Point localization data
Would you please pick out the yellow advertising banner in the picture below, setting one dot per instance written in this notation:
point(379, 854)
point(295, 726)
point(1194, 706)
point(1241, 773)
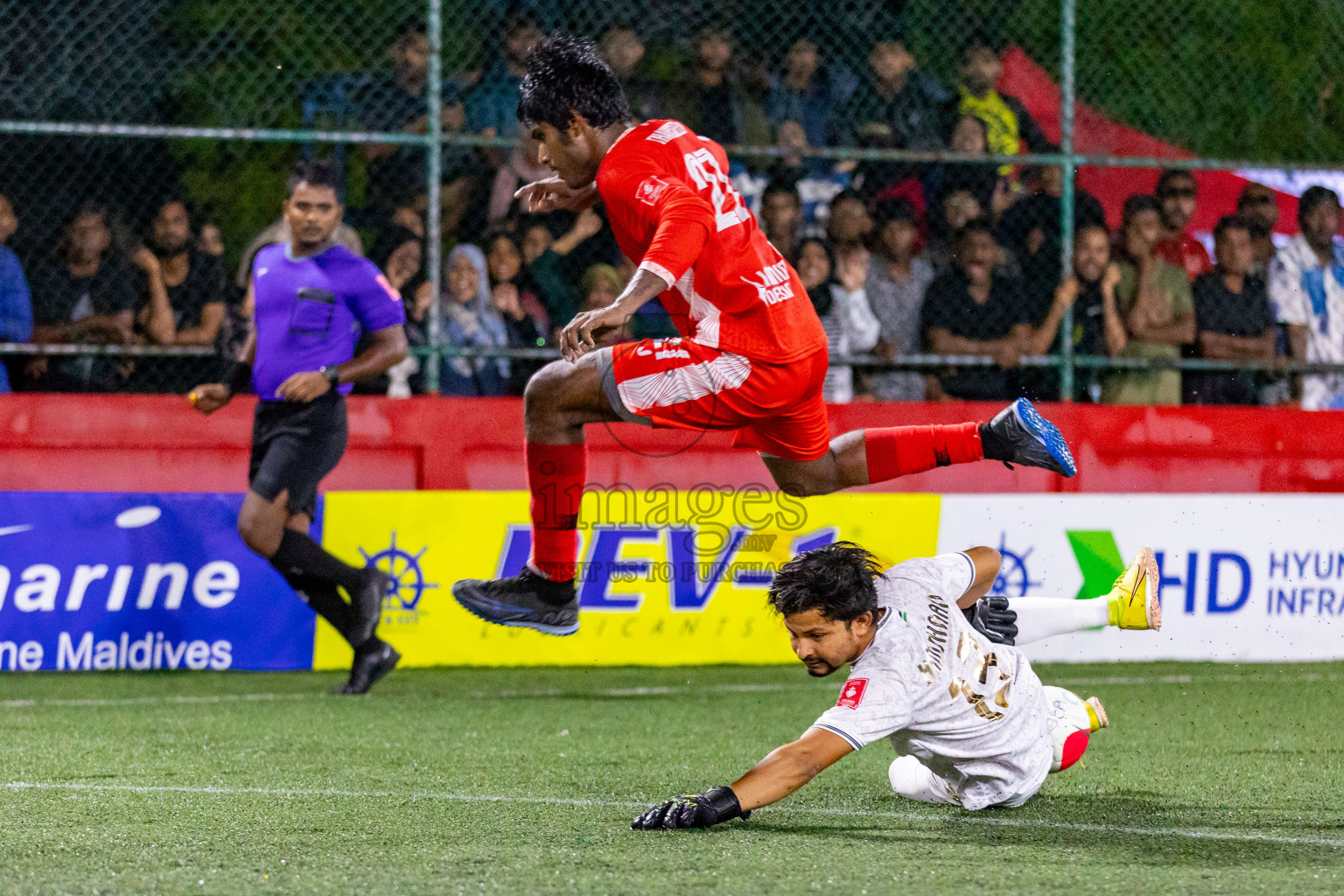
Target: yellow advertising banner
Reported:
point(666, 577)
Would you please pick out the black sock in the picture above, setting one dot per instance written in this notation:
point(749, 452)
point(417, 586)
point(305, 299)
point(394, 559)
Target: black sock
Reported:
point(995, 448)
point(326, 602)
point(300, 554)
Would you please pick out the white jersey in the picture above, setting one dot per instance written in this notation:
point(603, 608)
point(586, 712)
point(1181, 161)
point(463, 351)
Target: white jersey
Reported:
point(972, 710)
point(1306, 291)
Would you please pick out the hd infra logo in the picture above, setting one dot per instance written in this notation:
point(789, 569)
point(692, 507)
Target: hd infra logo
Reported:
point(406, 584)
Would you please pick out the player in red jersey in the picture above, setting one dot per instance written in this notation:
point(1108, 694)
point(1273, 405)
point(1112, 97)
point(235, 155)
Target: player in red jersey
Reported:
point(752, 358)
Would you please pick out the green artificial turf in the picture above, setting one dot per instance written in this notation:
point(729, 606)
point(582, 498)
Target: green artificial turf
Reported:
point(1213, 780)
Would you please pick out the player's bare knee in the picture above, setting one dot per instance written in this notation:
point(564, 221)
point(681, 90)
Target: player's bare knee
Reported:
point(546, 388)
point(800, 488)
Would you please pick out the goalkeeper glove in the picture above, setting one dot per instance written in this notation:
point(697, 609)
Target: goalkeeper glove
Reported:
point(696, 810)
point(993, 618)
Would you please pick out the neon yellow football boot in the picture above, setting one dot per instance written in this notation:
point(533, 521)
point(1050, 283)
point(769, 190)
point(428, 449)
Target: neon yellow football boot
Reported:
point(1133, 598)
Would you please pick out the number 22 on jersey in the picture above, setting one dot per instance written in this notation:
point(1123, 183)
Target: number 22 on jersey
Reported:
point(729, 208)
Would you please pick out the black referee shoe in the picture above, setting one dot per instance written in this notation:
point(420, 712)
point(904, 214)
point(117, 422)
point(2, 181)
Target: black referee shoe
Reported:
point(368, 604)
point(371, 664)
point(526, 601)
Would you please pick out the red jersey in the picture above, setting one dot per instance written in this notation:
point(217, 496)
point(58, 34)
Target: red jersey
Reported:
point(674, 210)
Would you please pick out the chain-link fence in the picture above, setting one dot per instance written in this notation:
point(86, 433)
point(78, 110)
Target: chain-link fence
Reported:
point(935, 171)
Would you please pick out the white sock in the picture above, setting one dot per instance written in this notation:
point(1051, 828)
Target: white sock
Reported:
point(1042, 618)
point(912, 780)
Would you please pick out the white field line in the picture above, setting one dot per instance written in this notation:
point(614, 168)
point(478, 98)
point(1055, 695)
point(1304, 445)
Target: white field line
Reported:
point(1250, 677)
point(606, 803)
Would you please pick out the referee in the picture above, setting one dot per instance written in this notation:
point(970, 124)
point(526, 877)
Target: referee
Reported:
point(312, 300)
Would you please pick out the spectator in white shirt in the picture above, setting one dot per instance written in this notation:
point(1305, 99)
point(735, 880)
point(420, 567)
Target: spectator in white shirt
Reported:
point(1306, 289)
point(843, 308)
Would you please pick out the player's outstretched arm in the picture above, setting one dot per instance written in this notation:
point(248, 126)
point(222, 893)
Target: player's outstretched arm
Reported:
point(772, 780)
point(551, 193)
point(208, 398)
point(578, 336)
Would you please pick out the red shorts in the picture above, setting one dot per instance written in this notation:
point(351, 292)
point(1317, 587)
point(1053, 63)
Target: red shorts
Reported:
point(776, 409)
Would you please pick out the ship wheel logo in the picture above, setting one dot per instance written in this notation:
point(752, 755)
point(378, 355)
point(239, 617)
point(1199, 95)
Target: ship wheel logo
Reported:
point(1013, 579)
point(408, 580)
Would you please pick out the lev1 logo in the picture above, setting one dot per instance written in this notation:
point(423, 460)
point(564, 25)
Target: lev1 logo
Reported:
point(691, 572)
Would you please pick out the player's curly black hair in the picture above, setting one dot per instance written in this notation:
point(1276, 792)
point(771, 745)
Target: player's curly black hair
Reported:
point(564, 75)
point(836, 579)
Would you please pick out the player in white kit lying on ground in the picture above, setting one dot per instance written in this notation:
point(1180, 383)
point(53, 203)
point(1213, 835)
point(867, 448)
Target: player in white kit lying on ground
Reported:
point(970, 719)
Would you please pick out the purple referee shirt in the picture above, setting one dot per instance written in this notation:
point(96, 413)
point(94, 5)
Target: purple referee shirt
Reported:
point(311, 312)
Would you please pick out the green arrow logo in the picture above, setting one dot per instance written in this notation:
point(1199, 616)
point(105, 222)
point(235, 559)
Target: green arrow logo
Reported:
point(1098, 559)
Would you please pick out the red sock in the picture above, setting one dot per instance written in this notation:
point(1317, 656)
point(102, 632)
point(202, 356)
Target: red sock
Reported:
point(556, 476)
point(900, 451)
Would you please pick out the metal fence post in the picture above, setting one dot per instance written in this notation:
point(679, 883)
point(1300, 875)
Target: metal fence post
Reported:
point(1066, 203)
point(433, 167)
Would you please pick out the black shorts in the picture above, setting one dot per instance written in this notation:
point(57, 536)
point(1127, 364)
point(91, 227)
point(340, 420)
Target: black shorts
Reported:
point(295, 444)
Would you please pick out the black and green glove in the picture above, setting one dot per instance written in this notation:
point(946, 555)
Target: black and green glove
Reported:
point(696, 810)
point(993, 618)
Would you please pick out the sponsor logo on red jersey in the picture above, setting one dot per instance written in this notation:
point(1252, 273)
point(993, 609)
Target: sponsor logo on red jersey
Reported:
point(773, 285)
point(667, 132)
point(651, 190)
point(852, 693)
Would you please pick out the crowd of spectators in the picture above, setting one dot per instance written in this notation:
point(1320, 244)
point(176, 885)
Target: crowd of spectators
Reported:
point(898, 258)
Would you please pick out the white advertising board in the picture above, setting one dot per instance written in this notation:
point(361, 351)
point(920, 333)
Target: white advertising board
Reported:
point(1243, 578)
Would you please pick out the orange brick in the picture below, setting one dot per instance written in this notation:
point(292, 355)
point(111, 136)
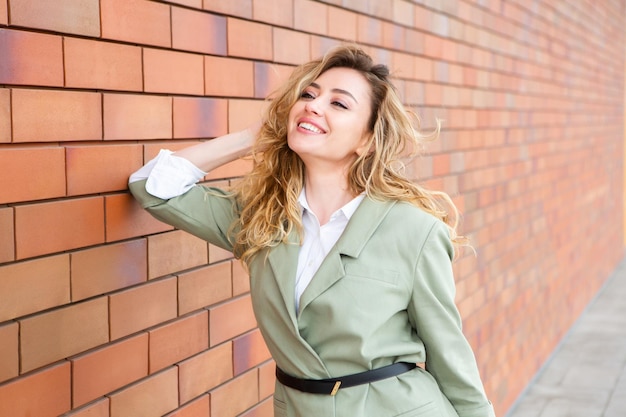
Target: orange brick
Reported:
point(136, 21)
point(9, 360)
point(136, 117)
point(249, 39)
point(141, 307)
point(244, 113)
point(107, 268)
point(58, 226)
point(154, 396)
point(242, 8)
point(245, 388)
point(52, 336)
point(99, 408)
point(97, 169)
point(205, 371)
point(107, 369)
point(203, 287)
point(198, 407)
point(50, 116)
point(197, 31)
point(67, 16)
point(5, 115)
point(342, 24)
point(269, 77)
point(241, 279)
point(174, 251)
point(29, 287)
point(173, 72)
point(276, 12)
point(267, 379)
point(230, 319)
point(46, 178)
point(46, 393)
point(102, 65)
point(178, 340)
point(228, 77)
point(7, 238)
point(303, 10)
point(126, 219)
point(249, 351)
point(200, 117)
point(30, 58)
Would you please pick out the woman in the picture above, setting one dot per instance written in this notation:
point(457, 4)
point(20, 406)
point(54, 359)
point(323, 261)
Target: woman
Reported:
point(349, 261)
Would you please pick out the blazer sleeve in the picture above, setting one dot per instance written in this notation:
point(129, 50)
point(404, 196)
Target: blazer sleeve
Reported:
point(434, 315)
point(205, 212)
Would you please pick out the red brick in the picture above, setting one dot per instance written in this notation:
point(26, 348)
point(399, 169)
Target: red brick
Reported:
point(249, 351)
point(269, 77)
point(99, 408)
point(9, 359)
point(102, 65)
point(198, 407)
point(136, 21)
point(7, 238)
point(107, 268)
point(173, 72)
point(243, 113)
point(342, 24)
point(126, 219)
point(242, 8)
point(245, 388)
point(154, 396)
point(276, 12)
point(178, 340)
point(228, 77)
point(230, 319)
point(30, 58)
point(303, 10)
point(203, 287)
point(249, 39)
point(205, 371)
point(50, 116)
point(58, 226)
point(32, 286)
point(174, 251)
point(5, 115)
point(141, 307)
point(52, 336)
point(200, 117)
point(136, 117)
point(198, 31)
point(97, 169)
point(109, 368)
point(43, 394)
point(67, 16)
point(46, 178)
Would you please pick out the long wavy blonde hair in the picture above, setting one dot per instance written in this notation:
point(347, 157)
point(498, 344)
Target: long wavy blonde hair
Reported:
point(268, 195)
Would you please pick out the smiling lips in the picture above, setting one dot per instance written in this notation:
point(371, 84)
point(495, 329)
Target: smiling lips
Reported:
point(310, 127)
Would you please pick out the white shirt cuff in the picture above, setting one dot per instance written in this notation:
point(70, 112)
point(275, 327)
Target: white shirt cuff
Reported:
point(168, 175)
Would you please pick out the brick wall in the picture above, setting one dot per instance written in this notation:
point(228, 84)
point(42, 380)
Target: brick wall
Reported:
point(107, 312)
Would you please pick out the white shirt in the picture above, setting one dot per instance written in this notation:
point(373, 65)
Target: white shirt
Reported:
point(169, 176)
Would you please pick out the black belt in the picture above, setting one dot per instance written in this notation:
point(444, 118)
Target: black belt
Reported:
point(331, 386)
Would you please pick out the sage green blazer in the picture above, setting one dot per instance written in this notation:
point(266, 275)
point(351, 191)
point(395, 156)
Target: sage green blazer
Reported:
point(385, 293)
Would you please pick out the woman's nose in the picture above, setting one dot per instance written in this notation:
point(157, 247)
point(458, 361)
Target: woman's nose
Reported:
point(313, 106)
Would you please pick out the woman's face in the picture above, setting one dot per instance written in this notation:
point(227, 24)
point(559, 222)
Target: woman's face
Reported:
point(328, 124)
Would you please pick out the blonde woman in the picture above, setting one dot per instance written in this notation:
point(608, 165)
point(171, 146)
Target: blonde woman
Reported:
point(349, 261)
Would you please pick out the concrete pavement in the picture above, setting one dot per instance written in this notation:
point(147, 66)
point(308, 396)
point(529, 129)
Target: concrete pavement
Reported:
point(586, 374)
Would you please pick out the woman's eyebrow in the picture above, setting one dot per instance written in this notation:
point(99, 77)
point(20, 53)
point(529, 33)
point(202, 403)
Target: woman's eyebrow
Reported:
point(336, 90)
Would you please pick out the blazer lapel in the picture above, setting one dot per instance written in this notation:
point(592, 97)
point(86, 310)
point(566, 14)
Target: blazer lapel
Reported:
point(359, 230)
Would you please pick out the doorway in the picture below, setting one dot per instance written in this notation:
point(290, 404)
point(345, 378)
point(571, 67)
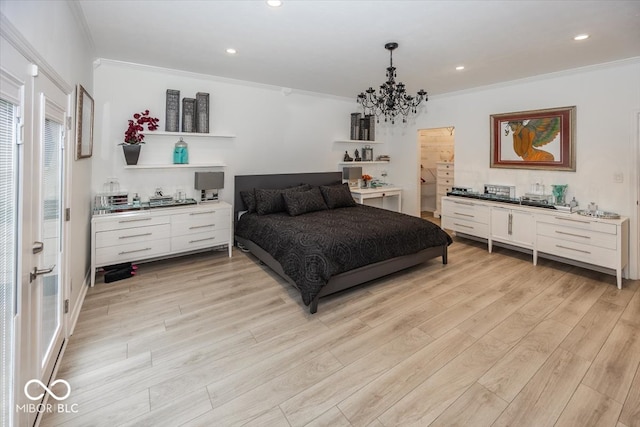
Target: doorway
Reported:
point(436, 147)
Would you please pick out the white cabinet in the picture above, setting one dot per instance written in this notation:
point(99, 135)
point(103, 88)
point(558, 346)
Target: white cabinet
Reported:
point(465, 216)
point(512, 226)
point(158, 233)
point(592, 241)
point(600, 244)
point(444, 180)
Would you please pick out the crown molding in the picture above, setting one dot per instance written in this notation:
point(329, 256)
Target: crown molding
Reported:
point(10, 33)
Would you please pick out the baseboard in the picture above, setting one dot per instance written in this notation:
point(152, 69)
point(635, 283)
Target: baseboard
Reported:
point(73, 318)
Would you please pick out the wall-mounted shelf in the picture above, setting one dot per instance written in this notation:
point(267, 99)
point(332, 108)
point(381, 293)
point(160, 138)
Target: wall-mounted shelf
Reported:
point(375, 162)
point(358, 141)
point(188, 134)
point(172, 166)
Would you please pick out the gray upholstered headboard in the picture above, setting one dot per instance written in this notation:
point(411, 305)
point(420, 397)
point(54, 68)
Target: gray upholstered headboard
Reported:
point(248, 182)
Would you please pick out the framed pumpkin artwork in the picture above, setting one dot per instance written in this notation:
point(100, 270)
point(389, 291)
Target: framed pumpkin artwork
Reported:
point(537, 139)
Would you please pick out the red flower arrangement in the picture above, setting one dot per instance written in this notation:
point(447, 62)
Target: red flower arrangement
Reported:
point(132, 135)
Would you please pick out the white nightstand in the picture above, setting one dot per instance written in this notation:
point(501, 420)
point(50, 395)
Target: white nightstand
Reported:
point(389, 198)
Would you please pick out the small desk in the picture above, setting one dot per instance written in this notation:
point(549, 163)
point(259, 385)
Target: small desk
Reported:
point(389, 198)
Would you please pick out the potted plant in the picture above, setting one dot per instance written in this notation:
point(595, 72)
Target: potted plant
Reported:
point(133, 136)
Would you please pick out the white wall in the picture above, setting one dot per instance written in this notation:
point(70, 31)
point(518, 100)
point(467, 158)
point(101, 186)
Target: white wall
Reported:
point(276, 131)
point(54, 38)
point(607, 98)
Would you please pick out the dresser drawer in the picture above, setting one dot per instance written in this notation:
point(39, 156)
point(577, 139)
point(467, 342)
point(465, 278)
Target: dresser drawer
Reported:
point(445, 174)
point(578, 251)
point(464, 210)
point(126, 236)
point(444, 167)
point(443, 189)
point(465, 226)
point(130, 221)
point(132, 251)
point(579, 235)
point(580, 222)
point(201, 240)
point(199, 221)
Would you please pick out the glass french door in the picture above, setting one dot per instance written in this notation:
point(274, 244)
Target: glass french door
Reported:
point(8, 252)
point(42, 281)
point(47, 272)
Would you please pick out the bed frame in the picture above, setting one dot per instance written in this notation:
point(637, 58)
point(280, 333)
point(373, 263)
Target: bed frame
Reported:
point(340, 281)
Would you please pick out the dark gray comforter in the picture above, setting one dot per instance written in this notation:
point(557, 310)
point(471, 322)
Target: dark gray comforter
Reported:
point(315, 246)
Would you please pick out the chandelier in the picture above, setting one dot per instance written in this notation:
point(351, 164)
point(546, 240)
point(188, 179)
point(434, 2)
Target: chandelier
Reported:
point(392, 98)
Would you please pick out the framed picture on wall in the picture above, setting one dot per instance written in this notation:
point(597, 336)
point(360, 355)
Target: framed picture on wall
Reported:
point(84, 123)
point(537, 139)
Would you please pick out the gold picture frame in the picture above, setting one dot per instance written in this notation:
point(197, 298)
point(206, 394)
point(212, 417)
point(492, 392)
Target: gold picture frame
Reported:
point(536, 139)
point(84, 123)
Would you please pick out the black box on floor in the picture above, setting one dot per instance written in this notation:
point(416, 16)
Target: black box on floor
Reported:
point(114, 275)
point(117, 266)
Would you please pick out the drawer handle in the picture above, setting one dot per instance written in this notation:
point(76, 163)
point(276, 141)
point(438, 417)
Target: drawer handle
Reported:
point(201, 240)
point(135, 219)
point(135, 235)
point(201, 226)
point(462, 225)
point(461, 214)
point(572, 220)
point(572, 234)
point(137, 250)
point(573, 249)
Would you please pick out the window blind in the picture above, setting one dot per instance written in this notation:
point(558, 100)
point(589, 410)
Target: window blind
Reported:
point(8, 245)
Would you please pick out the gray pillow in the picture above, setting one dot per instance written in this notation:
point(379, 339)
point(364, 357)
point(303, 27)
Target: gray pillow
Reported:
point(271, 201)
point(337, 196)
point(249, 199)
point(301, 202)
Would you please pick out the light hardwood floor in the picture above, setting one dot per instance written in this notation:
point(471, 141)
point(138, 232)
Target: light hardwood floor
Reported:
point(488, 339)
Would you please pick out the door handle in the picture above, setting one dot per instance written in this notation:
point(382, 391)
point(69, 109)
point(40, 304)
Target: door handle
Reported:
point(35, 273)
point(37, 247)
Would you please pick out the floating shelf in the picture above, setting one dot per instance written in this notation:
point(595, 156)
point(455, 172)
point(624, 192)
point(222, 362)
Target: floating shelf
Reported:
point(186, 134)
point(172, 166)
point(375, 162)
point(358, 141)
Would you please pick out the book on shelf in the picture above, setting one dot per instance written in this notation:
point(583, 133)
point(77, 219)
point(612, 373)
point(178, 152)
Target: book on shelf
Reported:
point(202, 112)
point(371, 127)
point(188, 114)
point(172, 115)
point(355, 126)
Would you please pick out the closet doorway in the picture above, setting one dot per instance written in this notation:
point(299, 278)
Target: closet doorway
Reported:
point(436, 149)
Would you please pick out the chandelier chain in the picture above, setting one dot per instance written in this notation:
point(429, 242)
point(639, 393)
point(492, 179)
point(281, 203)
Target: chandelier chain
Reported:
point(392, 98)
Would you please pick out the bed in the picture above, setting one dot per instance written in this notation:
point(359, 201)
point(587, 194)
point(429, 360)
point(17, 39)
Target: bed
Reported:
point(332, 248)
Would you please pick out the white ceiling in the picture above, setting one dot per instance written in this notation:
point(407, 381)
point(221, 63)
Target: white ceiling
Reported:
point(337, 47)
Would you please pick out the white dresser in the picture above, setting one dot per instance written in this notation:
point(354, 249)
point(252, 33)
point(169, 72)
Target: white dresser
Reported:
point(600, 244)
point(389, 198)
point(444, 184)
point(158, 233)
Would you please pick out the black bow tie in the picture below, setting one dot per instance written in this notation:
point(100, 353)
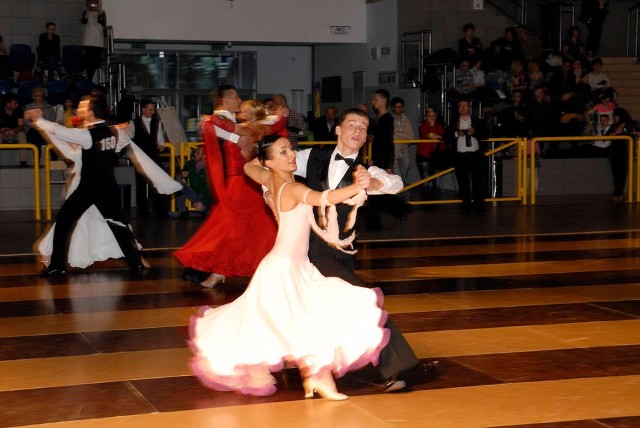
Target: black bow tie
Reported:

◆ **PROBLEM TO WORK ON**: Using the data above, transcribe the lines that run from the line with "Would you please pick out the red sock" to the line with "Would you please pick out the black shorts", both ends kept, and output nothing else.

◆ **SOLUTION TO THIS TASK**:
Would you please pick out the red sock in the picture above, setting one dot per instance written in this notation:
point(1317, 656)
point(102, 632)
point(202, 356)
Target: red sock
Reported:
point(556, 476)
point(900, 451)
Would you please pick out the metal fence post in the picture above, setting one dot per instance written in this notation:
point(679, 883)
point(1300, 875)
Target: metal fence post
Reported:
point(1066, 203)
point(433, 167)
Would you please pick out the black shorts in the picture above, setting one dot per instance written in this notation:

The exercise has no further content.